PARTS OF THE EXERCISE>
(1) Rewrite the part of the machine learning text that opens with the words "That said, we" and closes with "specific business challenges.", replacing "data scientists" with "ML researchers".
(2) Continue the machine learning text, picking up after its last sentence.
##### PAGE TEXT
Just fifty years ago, machine learning was a new idea. Today it’s an integral part of society, helping people do everything from driving cars and finding jobs to getting loans and receiving novel medical treatments.
When we think about what the next 50 years of ML will look like, it’s impossible to predict. New, unforseen advancements in everything from chips and infrastructure to data sources and model observability have the power to change the trajectory of the industry almost overnight.
That said, we do know that the long run is just a collection of short runs and in the current run, there is an emerging set of tools and capabilities that are becoming standards for nearly every ML initiative. We have written about the 3 most important ML tools: a feature Store, a model store, and an evaluation store. Click here for a deeper dive.
Beyond the tools that power ML initiatives, the roles that shape data teams are also rapidly evolving.
As we outline in our ML ecosystem whitepaper, the machine learning workflow can be broken into three stages — data preparation, model building, and production and at every step of the process, the skills and requirements are different:
- Model building is the domain of data scientists. They are highly trained experts in math and statistics and apply these disciplines to design, build and optimize models to solve specific business challenges.
- ML ops fall under a group of engineers that are responsible for a workflow that integrates the development and operational aspects of ML infrastructure.
##########
##### GIVEN INFORMATION
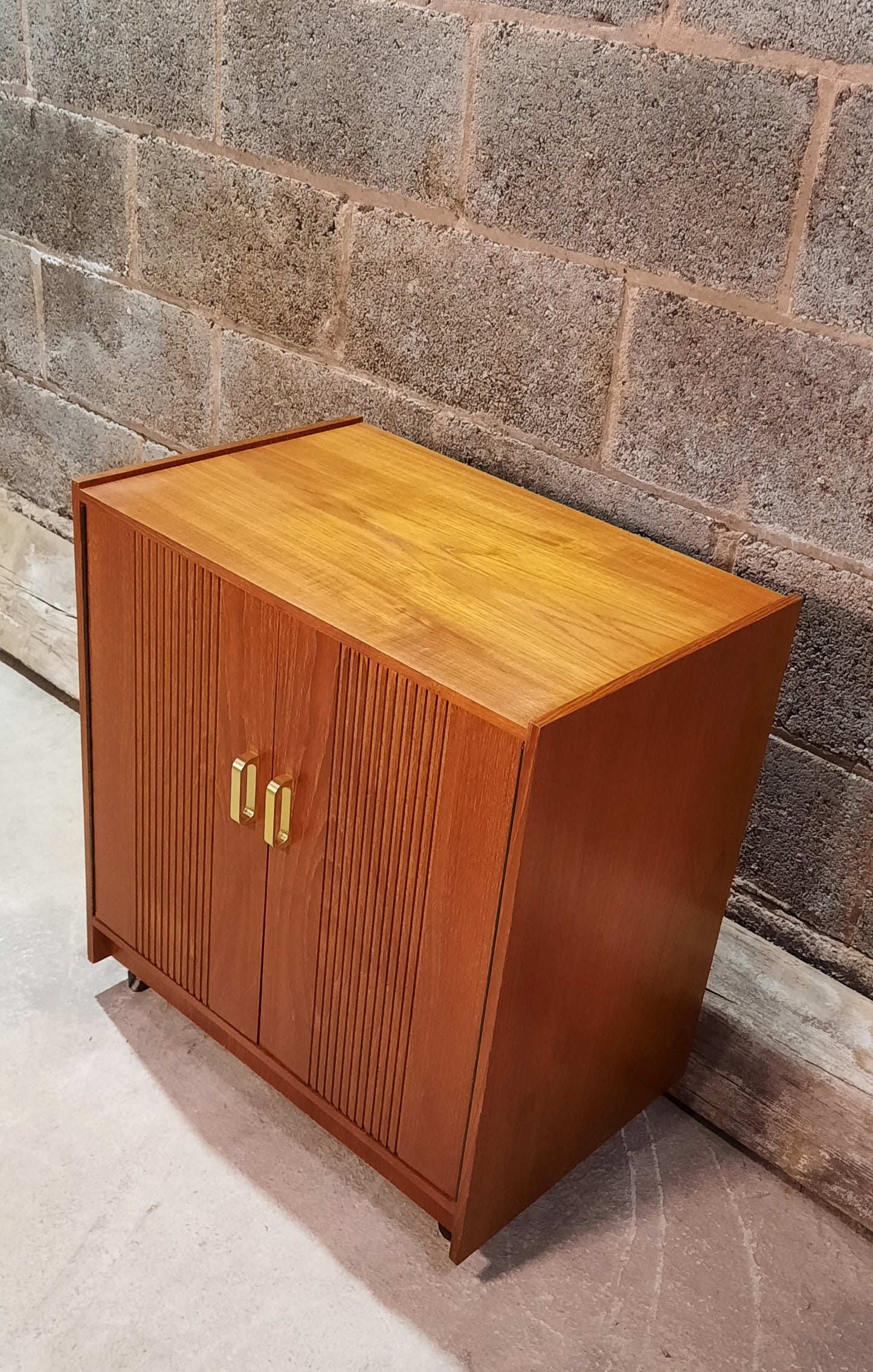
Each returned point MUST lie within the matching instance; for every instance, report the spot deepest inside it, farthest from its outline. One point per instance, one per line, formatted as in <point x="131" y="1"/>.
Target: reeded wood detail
##########
WRITTEN ANSWERS>
(1)
That said, we do know that the long run is just a collection of short runs and in the current run, there is an emerging set of tools and capabilities that are becoming standards for nearly every ML initiative. We have written about the 3 most important ML tools: a feature Store, a model store, and an evaluation store. Click here for a deeper dive.
Beyond the tools that power ML initiatives, the roles that shape data teams are also rapidly evolving.
As we outline in our ML ecosystem whitepaper, the machine learning workflow can be broken into three stages — data preparation, model building, and production and at every step of the process, the skills and requirements are different:
- Model building is the domain of ML researchers. They are highly trained experts in math and statistics and apply these disciplines to design, build and optimize models to solve specific business challenges.

(2)
In many ways, the relationship between data scientists and ML ops teams is similar to the left brain-right brain divide, with logic (the model) on one side and creativity (operations) on the other. We know that there are differences between the hemispheres which can impact the brain’s ability to solve important problems and that a thick band of neural fibers exists to enable information being processed on one side of the brain to be shared with the other side.
In ML, companies have identified the need for a new class of expertise that can, similar to these neural fibers, bridge the gap between the data scientists that build the models and the teams that operationalize them. Enter the ML engineer.
At the highest level, the ML engineer is responsible for getting models from research into the real world and ensuring they achieve business objectives. We spoke with several leading ML practitioners to understand how this evolving role is adapting to meet the needs of evolving ML initiatives. Let’s dig in:
Rohan Iyengar, Uber
Rohan Iyengar is a software engineer at Uber focused on leveraging ML, AI, and data to solve challenging problems.
“At a company like Uber, you need specific knowledge of each model to understand if the success metrics that you have defined are being met once these models reach production,” says Iyengar. “This is where the role of an ML engineer comes in. When complexity is high, as is the case with Uber’s ML infrastructure, scale, reliability, and finding and observing the right metric are very involved. You need a role that can sit between the model builders and the operations teams to make sure you’re achieving your business goals.”
Harrison Chu recently joined Arize from Lyft where he led the Dispatch & Matching team, a heavily cross-functional team of data scientists and engineers dedicated to implementing and optimizing systems to more efficiently match passengers and drivers.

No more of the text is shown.